When you copy the records, keep every word exact and leave the pictures out.

== Segment start ==

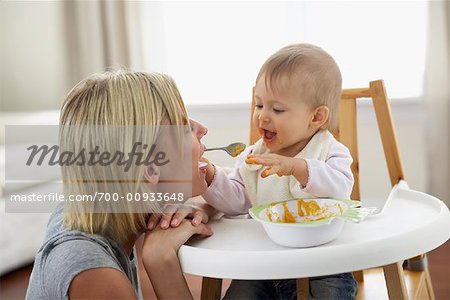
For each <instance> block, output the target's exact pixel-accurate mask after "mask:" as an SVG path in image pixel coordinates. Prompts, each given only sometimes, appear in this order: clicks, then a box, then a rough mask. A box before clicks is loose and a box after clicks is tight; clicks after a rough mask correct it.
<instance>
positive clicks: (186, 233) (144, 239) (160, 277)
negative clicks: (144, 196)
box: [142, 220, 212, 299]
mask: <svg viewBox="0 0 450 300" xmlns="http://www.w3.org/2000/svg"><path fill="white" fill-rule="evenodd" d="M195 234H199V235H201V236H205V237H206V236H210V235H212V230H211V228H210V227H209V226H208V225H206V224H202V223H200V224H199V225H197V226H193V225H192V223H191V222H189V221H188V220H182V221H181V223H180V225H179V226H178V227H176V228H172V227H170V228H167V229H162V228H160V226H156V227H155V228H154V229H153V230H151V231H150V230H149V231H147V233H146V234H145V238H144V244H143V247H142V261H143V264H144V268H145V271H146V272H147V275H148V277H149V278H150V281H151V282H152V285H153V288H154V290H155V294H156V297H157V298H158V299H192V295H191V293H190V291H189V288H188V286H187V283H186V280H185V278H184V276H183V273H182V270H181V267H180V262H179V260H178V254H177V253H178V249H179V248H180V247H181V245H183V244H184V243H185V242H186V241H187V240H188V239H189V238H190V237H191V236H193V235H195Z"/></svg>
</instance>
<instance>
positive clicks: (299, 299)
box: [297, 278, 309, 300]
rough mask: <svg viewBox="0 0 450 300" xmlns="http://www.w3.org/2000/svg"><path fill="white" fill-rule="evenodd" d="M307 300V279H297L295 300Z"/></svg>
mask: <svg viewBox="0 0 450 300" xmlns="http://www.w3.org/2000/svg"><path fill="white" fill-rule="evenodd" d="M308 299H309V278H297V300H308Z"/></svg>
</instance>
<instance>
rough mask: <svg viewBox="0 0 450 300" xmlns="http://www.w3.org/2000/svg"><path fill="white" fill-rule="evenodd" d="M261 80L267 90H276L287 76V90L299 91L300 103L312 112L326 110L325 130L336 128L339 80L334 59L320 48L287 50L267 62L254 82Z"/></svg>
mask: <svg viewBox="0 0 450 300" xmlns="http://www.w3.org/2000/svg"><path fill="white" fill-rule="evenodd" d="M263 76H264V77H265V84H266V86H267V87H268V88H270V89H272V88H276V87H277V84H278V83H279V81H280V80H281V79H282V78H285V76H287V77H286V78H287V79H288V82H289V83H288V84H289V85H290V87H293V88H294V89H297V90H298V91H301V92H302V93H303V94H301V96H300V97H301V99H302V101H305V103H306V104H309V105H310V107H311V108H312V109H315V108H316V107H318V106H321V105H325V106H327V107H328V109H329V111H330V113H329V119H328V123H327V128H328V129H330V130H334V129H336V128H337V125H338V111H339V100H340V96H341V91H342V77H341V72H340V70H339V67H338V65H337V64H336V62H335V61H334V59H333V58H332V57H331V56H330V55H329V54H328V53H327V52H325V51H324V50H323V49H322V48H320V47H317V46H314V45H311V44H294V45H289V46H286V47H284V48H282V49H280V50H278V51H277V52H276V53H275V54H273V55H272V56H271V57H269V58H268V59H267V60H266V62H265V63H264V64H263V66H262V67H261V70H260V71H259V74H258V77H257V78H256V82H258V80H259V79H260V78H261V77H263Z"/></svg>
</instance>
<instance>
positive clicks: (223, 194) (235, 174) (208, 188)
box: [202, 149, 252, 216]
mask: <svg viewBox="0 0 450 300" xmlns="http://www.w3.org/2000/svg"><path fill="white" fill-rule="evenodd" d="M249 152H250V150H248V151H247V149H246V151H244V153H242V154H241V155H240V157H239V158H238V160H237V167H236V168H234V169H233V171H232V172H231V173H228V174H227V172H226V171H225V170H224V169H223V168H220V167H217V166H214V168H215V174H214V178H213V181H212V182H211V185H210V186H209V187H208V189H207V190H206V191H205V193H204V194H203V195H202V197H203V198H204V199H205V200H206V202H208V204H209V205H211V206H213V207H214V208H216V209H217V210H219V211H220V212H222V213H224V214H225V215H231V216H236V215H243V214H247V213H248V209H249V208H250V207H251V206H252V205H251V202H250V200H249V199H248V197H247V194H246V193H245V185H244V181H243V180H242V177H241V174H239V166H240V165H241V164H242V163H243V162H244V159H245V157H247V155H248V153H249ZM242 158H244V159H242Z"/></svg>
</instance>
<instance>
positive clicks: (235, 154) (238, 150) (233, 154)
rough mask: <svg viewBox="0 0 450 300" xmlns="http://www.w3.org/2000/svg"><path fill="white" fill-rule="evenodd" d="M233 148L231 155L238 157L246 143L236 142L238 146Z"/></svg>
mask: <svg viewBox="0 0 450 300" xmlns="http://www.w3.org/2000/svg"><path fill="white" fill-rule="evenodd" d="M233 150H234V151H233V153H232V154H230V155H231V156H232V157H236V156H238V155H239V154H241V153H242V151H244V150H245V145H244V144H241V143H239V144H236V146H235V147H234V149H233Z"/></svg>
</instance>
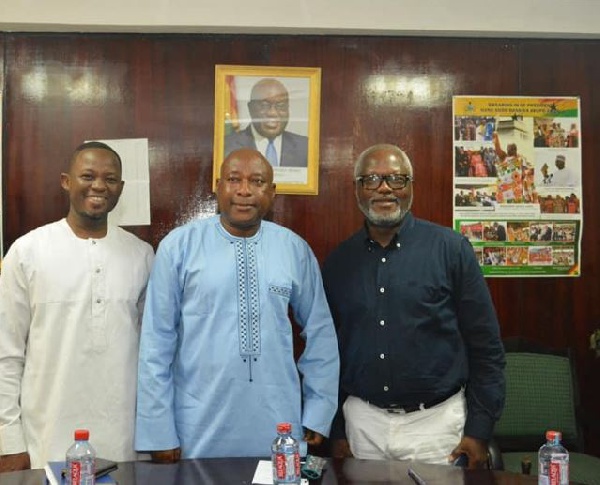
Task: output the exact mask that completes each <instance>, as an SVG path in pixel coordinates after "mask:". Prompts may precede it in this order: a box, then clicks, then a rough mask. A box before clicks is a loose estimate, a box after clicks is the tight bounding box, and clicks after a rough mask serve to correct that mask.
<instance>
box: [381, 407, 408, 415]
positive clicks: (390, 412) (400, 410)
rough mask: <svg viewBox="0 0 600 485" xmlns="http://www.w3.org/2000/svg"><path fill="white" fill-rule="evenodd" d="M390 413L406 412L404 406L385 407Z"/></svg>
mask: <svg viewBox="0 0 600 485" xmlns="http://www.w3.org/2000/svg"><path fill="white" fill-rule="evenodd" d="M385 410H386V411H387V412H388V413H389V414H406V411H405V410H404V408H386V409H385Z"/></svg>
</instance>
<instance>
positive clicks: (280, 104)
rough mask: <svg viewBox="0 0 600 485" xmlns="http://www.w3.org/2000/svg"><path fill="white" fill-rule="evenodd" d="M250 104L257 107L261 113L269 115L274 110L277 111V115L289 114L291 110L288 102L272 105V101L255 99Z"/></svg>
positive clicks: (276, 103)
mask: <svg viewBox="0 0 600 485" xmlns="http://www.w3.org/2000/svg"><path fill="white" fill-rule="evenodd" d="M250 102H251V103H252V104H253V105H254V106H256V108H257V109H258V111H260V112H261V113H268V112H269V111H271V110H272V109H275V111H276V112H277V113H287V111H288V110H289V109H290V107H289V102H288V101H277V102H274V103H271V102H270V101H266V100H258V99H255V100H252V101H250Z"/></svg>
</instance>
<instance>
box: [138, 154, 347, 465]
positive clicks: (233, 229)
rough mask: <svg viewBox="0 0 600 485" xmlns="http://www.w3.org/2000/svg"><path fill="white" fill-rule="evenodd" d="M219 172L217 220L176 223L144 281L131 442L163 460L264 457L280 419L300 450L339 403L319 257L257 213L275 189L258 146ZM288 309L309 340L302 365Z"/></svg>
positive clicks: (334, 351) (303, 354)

== Segment end ==

Response below:
For each <instance> block, output the target's exact pixel-accurate mask after "mask:" as an SVG path in image pixel coordinates. Prompts, each given only sometimes, appear in this order: clicks, then a box, then a rough mask. A box before clicks is loose and a box after clicks is tight; clicks after a rough mask correct it.
<instance>
positive clicks: (186, 233) (144, 239) (160, 277)
negative clicks: (144, 196)
box: [142, 220, 212, 299]
mask: <svg viewBox="0 0 450 300" xmlns="http://www.w3.org/2000/svg"><path fill="white" fill-rule="evenodd" d="M195 234H199V235H201V236H205V237H206V236H210V235H212V230H211V228H210V227H209V226H208V225H206V224H202V223H200V224H199V225H197V226H193V225H192V223H191V222H189V221H188V220H182V221H181V223H180V225H179V226H178V227H176V228H172V227H170V228H167V229H162V228H160V226H156V227H155V228H154V229H153V230H151V231H150V230H149V231H147V233H146V234H145V238H144V244H143V247H142V261H143V264H144V268H145V271H146V272H147V275H148V277H149V278H150V281H151V282H152V285H153V288H154V290H155V294H156V297H157V298H158V299H192V295H191V293H190V291H189V288H188V286H187V283H186V280H185V278H184V276H183V273H182V270H181V267H180V262H179V260H178V254H177V253H178V249H179V248H180V247H181V245H183V244H184V243H185V242H186V241H187V240H188V239H189V238H190V237H191V236H193V235H195Z"/></svg>
</instance>
<instance>
positive clicks: (299, 299)
box: [297, 278, 309, 300]
rough mask: <svg viewBox="0 0 450 300" xmlns="http://www.w3.org/2000/svg"><path fill="white" fill-rule="evenodd" d="M307 300V279H297L295 300Z"/></svg>
mask: <svg viewBox="0 0 450 300" xmlns="http://www.w3.org/2000/svg"><path fill="white" fill-rule="evenodd" d="M308 299H309V278H297V300H308Z"/></svg>
</instance>
<instance>
rough mask: <svg viewBox="0 0 450 300" xmlns="http://www.w3.org/2000/svg"><path fill="white" fill-rule="evenodd" d="M261 80L267 90H276L287 76V90L299 91L300 103L312 112L326 110L325 130L336 128L339 80L334 59L320 48L287 50L267 62L254 82Z"/></svg>
mask: <svg viewBox="0 0 450 300" xmlns="http://www.w3.org/2000/svg"><path fill="white" fill-rule="evenodd" d="M263 76H264V77H265V84H266V86H267V87H268V88H270V89H272V88H276V87H277V84H278V83H279V81H280V80H281V79H282V78H285V76H287V77H286V78H287V79H288V82H289V83H288V84H289V85H290V87H293V88H294V89H297V90H298V91H301V92H302V93H303V94H301V96H300V97H301V99H302V101H305V103H306V104H309V105H310V107H311V108H312V109H315V108H316V107H318V106H321V105H325V106H327V107H328V109H329V111H330V113H329V119H328V123H327V128H328V129H330V130H334V129H336V128H337V125H338V111H339V100H340V96H341V91H342V77H341V72H340V70H339V67H338V65H337V64H336V62H335V61H334V59H333V58H332V57H331V56H330V55H329V54H328V53H327V52H325V51H324V50H323V49H322V48H320V47H317V46H314V45H311V44H294V45H289V46H286V47H284V48H282V49H280V50H278V51H277V52H276V53H275V54H273V55H272V56H271V57H269V58H268V59H267V60H266V62H265V63H264V64H263V66H262V67H261V70H260V71H259V74H258V77H257V78H256V82H258V80H259V79H260V78H261V77H263Z"/></svg>
</instance>
<instance>
positive clicks: (223, 194) (235, 174) (208, 188)
box: [202, 149, 252, 216]
mask: <svg viewBox="0 0 450 300" xmlns="http://www.w3.org/2000/svg"><path fill="white" fill-rule="evenodd" d="M249 152H250V150H248V151H247V149H246V151H244V153H242V154H241V155H240V157H239V158H238V160H237V167H236V168H234V169H233V171H232V172H231V173H228V174H227V172H226V171H225V170H224V169H223V168H220V167H217V166H214V168H215V174H214V178H213V181H212V182H211V185H210V186H209V187H208V189H207V190H206V191H205V193H204V194H203V195H202V197H203V198H204V199H205V200H206V202H208V204H209V205H211V206H213V207H214V208H216V209H217V210H219V211H220V212H222V213H224V214H225V215H231V216H236V215H243V214H247V213H248V209H249V208H250V207H251V206H252V205H251V202H250V200H249V199H248V197H247V194H246V193H245V185H244V181H243V180H242V177H241V174H239V166H240V165H241V164H242V163H243V162H244V159H245V157H247V155H248V153H249ZM242 158H244V159H242Z"/></svg>
</instance>
<instance>
positive clicks: (235, 154) (238, 150) (233, 154)
rough mask: <svg viewBox="0 0 450 300" xmlns="http://www.w3.org/2000/svg"><path fill="white" fill-rule="evenodd" d="M233 148L231 155L238 157L246 143L236 142L238 146Z"/></svg>
mask: <svg viewBox="0 0 450 300" xmlns="http://www.w3.org/2000/svg"><path fill="white" fill-rule="evenodd" d="M233 150H234V151H233V153H232V154H230V155H231V156H232V157H236V156H238V155H239V154H241V153H242V151H244V150H245V145H244V144H241V143H239V144H236V146H235V147H234V149H233Z"/></svg>
</instance>
Task: output the exact mask that completes each <instance>, as an SVG path in pixel coordinates after "mask:". Prompts may precede it in this order: a box, then clicks, then a rough mask. A box before clicks is a loose estimate, a box after clicks is the tight bounding box, and clicks after a rough mask serve to correct that mask.
<instance>
box: [381, 407, 408, 415]
positive clicks: (390, 412) (400, 410)
rough mask: <svg viewBox="0 0 600 485" xmlns="http://www.w3.org/2000/svg"><path fill="white" fill-rule="evenodd" d="M390 413L406 412L404 406L385 407Z"/></svg>
mask: <svg viewBox="0 0 600 485" xmlns="http://www.w3.org/2000/svg"><path fill="white" fill-rule="evenodd" d="M385 410H386V411H387V412H388V413H389V414H406V411H405V410H404V408H386V409H385Z"/></svg>
</instance>
<instance>
positive clicks: (280, 104)
rough mask: <svg viewBox="0 0 600 485" xmlns="http://www.w3.org/2000/svg"><path fill="white" fill-rule="evenodd" d="M250 104L257 107L261 113L269 115L274 110L277 111V115L289 114L291 110L288 102L272 105V101L255 99Z"/></svg>
positive clicks: (276, 103)
mask: <svg viewBox="0 0 600 485" xmlns="http://www.w3.org/2000/svg"><path fill="white" fill-rule="evenodd" d="M250 102H251V103H252V104H253V105H254V106H256V108H257V109H258V111H260V112H261V113H268V112H269V111H271V110H272V109H275V111H276V112H277V113H287V111H288V110H289V109H290V107H289V102H288V101H277V102H274V103H271V102H270V101H266V100H258V99H255V100H252V101H250Z"/></svg>
</instance>
<instance>
box: [138, 154, 347, 465]
positive clicks: (233, 229)
rough mask: <svg viewBox="0 0 600 485" xmlns="http://www.w3.org/2000/svg"><path fill="white" fill-rule="evenodd" d="M219 172L217 220L176 223L144 281L131 442L163 460L264 457L280 419L300 450L339 403L319 257L257 213L275 189L258 146ZM288 309L309 340L302 365Z"/></svg>
positive clicks: (334, 351) (303, 354)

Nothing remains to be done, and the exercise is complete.